Ludzie w biurze – ile ich potrzebujesz i jak to policzyć?

W większości firm produkcyjnych rozwój zaczyna się od hali – więcej zleceń, więcej maszyn, więcej operatorów. Ale po pewnym czasie ten wzrost zaczyna blokować nie produkcja, lecz… biuro. Gdy rośnie sprzedaż, rośnie także liczba zapytań, faktur, reklamacji, zamówień i dokumentów. Produkcja rośnie → biuro się zapycha.

I choć często najwięcej mówi się o tym, ilu pracowników trzeba na produkcji, to w rzeczywistości ludzie w biurze potrafią stanowić nawet 1/3 całej firmy. Dotyczy to zwłaszcza firm od 20 do 70 pracowników, gdzie liczba zadań administracyjnych rośnie wykładniczo. Zbyt późne zatrudnienie pracownika biurowego prowadzi do chaosu, a zbyt wczesne – do niepotrzebnych kosztów.

Dlatego dzisiejszy temat jest praktycznym przewodnikiem: jak policzyć, ilu ludzi w biurze naprawdę potrzebujesz, a kiedy problemem nie jest brak rąk do pracy, tylko procesy, brak automatyzacji lub nieefektywna organizacja.

**REKORDY**

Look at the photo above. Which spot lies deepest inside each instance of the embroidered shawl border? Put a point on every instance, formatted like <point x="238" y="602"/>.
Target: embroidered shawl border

--

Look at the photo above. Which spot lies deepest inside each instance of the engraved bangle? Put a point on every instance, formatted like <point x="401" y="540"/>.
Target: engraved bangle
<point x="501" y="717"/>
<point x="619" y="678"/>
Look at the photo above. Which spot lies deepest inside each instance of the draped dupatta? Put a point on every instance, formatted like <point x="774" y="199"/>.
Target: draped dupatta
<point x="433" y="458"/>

---

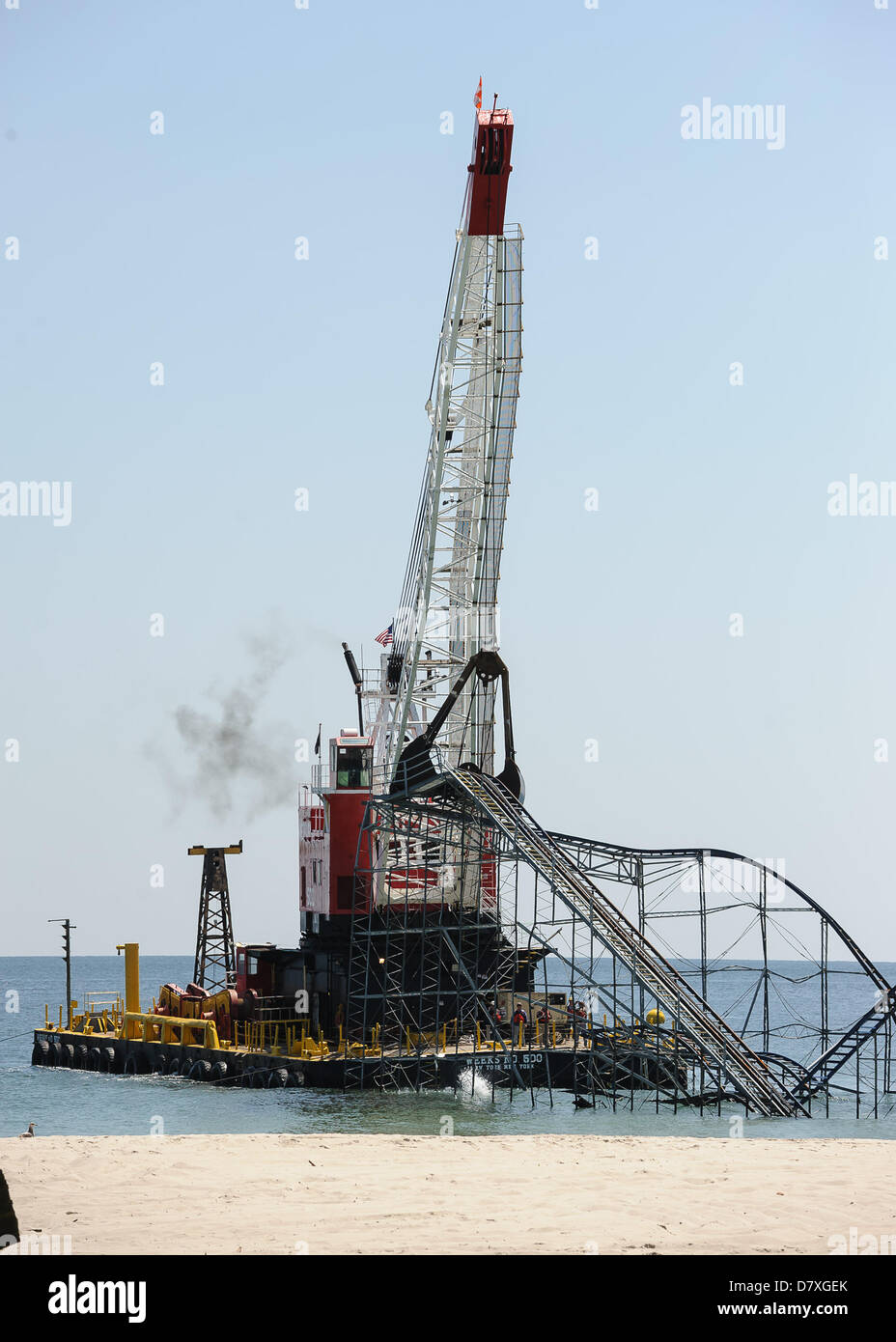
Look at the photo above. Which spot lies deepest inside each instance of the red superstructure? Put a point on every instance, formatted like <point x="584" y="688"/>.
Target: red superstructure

**POLECENIE 1**
Jaką część całej firmy mogą stanowić ludzie w biurze według tekstu o zatrudnieniu w biurze?
**POLECENIE 2**
Wyjaśnij na podstawie tekstu o zatrudnieniu w biurze, dlaczego wraz ze wzrostem sprzedaży biuro zaczyna się zapychać.
**POLECENIE 3**
Podaj dalszy ciąg tekstu o zatrudnieniu w biurze, zaczynając od miejsca, w którym się kończy.
Rekordy nie mają tu żadnego znaczenia.

**POPRAWNA ODPOWIEDŹ 1**
Nawet jedną trzecią całej firmy.

**POPRAWNA ODPOWIEDŹ 2**
Gdy rośnie sprzedaż, rośnie także liczba zapytań, faktur, reklamacji, zamówień i dokumentów. Dlatego po pewnym czasie wzrost firmy blokuje już nie produkcja, lecz biuro.

**POPRAWNA ODPOWIEDŹ 3**
 Kiedy zacząć rozważać zatrudnienie nowych osób?

Rosnąca sprzedaż = rosnąca obsługa administracyjna

W firmach produkcyjnych wzrost sprzedaży nigdy nie oznacza wyłącznie większej produkcji – to również gwałtowny przyrost pracy administracyjnej. Gdy sprzedaż rośnie o 20%, realne obciążenie biura często rośnie o 40%, a w firmach o dużej zmienności zamówień nawet o 60%.

Powód jest prosty: każdy nowy klient generuje kaskadę działań, które muszą obsłużyć ludzie w biurze. Jedno zamówienie może wygenerować:

  • kilka maili,
  • potwierdzenie terminu,
  • wystawienie faktury,
  • przygotowanie dokumentów jakościowych,
  • aktualizację ERP,
  • informację do produkcji,
  • potwierdzenie wysyłki,
  • obsługę ewentualnej reklamacji.

Przy rosnącej liczbie zamówień te procesy zaczynają się nakładać, skraca się czas reakcji, a każda pomyłka spowalnia cały łańcuch. To moment, w którym właściciele mówią: „Produkcja daje radę, ale biuro już nie wyrabia”. Dlatego analiza zapotrzebowania na ludzi w biurze powinna być stałym elementem skalowania firmy – dokładnie tak samo, jak planowanie liczby operatorów czy maszyn.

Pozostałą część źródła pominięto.